BEGIN Document excerpt
JESUS MAKE YOU JOYFULY NEW

Saint John 2: 1-11

2nd Sunday after The Epiphany: 17 January Anno Domini 2021

Fr Jay Watson, SSP

In The Name + of Jesus


For in The Name of Jesus, in Whom the fullness of the Godhead (The Trinity) dwells bodily, we are confessing In The Name of The Father and of The Son and of The Holy Ghost. Three in One, One in Three. Our Lord at the age of twelve was found in the Temple on the 3rd day. You are here in His New Testament Temple on this third day—for Good Friday, the Atonement is day one, but Sunday, resurrection celebration is always day three. If every Lord’s Day is the feast of victory for The Lamb; a foretaste of the feast to come; and a cleansing, clothing, forgiving, peace-giving, and feeding reception of Christ’s gifts of Word and Supper; then this is indeed also the third day of the marriage in Shawnee of Johnson County; and the mother of Jesus is here, too!
END Document excerpt
- **Your tasks**
A. List the three names in which the passage on Saint John 2: 1-11 says "we are confessing."
B. Please output, word for word, the stretch of the passage on Saint John 2: 1-11 from "Saint John 2: 1-11" through "is here, too!".
BEGIN Study material
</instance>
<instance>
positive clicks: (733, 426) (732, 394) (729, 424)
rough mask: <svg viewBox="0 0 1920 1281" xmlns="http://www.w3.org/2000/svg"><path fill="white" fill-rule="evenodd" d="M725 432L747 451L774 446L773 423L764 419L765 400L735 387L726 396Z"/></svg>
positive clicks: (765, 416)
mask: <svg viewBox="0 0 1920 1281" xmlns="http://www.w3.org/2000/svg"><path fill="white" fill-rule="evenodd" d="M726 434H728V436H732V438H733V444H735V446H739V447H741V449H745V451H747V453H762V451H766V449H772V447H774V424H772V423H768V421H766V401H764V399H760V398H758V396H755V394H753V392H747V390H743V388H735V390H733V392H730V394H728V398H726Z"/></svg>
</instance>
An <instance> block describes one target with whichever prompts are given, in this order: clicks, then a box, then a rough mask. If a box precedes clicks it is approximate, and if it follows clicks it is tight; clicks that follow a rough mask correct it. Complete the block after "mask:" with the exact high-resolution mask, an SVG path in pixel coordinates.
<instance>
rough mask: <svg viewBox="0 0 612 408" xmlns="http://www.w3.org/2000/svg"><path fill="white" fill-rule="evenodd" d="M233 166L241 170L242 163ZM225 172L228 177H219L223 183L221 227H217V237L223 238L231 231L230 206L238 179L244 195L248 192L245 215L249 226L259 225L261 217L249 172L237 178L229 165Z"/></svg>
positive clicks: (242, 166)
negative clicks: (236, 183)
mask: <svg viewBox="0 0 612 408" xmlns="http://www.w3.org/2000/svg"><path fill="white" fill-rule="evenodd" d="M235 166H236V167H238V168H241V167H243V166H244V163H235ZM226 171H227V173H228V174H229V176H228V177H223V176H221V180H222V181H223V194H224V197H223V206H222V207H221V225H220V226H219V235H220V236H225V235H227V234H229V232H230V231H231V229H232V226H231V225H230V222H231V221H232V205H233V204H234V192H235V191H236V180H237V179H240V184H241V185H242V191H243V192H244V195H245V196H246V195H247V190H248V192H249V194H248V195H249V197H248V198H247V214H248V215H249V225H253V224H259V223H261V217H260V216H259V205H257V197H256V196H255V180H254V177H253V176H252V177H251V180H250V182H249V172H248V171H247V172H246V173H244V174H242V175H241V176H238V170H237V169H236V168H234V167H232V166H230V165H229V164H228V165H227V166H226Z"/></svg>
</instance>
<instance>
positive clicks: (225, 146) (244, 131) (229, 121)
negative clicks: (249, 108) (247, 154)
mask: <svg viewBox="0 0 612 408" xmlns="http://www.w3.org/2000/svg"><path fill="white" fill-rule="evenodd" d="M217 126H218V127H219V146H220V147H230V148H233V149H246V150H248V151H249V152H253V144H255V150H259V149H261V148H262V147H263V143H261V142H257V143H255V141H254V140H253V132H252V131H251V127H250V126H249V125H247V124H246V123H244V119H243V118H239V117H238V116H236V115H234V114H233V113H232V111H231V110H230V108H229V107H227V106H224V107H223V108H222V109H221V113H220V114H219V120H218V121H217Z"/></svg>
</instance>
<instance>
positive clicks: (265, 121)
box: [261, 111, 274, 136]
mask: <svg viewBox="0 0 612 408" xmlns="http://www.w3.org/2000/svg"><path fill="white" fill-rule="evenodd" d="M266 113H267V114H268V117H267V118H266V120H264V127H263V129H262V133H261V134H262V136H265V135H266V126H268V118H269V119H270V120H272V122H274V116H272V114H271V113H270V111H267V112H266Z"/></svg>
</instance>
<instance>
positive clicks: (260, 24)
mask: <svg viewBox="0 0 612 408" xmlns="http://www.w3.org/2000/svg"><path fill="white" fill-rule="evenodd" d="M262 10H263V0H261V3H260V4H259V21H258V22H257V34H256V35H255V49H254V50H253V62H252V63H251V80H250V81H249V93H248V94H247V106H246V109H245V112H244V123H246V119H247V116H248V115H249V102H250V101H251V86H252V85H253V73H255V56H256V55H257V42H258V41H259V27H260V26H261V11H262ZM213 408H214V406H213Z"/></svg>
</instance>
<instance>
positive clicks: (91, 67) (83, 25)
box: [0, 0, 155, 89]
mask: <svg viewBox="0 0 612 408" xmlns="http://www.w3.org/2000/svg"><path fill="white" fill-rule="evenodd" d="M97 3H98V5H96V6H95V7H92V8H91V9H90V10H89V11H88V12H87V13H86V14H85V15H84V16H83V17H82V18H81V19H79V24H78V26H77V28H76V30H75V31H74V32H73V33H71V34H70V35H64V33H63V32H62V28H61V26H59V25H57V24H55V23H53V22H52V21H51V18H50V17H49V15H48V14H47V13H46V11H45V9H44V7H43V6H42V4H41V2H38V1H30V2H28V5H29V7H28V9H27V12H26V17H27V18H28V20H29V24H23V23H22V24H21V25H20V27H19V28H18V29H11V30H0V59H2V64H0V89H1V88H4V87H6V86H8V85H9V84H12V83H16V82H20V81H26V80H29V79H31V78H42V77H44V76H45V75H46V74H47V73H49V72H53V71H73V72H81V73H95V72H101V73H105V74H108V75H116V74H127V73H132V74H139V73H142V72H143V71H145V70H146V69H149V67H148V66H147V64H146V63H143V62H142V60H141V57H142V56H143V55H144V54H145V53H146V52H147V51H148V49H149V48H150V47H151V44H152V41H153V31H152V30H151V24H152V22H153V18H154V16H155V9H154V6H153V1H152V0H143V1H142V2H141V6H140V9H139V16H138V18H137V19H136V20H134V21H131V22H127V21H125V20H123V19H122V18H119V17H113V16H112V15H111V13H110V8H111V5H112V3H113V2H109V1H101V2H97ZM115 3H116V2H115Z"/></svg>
END Study material
- **Replies**
A.
The Father
The Son
The Holy Ghost

B.
Saint John 2: 1-11

2nd Sunday after The Epiphany: 17 January Anno Domini 2021

Fr Jay Watson, SSP

In The Name + of Jesus


For in The Name of Jesus, in Whom the fullness of the Godhead (The Trinity) dwells bodily, we are confessing In The Name of The Father and of The Son and of The Holy Ghost. Three in One, One in Three. Our Lord at the age of twelve was found in the Temple on the 3rd day. You are here in His New Testament Temple on this third day—for Good Friday, the Atonement is day one, but Sunday, resurrection celebration is always day three. If every Lord’s Day is the feast of victory for The Lamb; a foretaste of the feast to come; and a cleansing, clothing, forgiving, peace-giving, and feeding reception of Christ’s gifts of Word and Supper; then this is indeed also the third day of the marriage in Shawnee of Johnson County; and the mother of Jesus is here, too!